» Task 1: List the vocational skills that the passage on John of the Cross says the Catechism School at Medina del Campo specialized in.
» Task 2: Summarize the passage on John of the Cross in two sentences.
» Task 3: Extend the passage on John of the Cross beyond its final sentence.

» Excerpted passage:
________

Saturday, October 1, 2016

John of the Cross (1542-1591): Doctor of Mystical Theology

Fr. John J. Pasquini, Th.D.

John of the Cross is known as the “Greatest Mystic of the Church,” the “Great Doctor of Mystical Theology,” and the “National Poet of Spain.” 

John of the Cross was born to a poor family.  John’s father died when he was an infant, leaving his mother to take care of him and his two brothers. 

Because of the great financial stress on the family, John was sent to a boarding school, the Catechism School at Medina del Campo.  The school specialized in vocational skills such as tailoring, woodcarving, carpentry and painting. 

John would later move to the hospital Nostra Senora de la Concepcion where he lived and worked as a nurse.  While working as a nurse, John studied at the local Jesuit College and eventually graduated in 1563.

________

» Study material:
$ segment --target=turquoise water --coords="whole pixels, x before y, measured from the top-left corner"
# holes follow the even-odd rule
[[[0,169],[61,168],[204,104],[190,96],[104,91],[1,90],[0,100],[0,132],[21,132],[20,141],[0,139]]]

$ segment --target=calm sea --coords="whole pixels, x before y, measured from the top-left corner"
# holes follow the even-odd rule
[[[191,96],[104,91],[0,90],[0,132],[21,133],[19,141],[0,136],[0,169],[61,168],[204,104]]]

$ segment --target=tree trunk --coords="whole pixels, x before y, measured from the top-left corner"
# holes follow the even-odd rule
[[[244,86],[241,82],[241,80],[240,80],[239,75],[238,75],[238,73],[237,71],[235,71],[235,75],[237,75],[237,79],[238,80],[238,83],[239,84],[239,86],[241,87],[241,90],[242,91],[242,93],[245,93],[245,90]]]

________

» Written response 1: tailoring, woodcarving, carpentry, painting

» Written response 2: John of the Cross, called the "Greatest Mystic of the Church," the "Great Doctor of Mystical Theology," and the "National Poet of Spain," was born to a poor family, and his father died when he was an infant. Because of the family's financial stress, he was sent to a vocational boarding school at Medina del Campo, then lived and worked as a nurse at the hospital Nostra Senora de la Concepcion while studying at the local Jesuit College, from which he graduated in 1563.

» Written response 3:
In 1563, at the age of twenty-one, John joined the Carmelite community of St. Ann’s in Medina del Campo.  After his novitiate, and because of his great intellect, John was sent to study at St. Andrew’s Carmelite College and then to the prestigious University of Salamanca. 

In 1567, John was sent to tutor Carmelites at St. Anne’s Monastery in Medina del Campo.  During his life, John became a novice master, the rector of the college at Alcala, and the Vicar Provincial of Andalusia.  He would found the college at Baeza and would serve as the prior at the monasteries at El Calvario, Los Martires, and Our Lady of Mount Carmel. 

John of the Cross’ greatest accomplishment, however, would be associated with his relationship with St. Teresa of Avila—being her spiritual director and serving as her envoy in founding discalced Carmelite monasteries.

John of the Cross met Teresa of Avila when she was fifty-two and he was twenty-five.  Teresa convinced John to join her efforts to reform the Carmelite religious order, which he did with the help of Antonio de Heredia.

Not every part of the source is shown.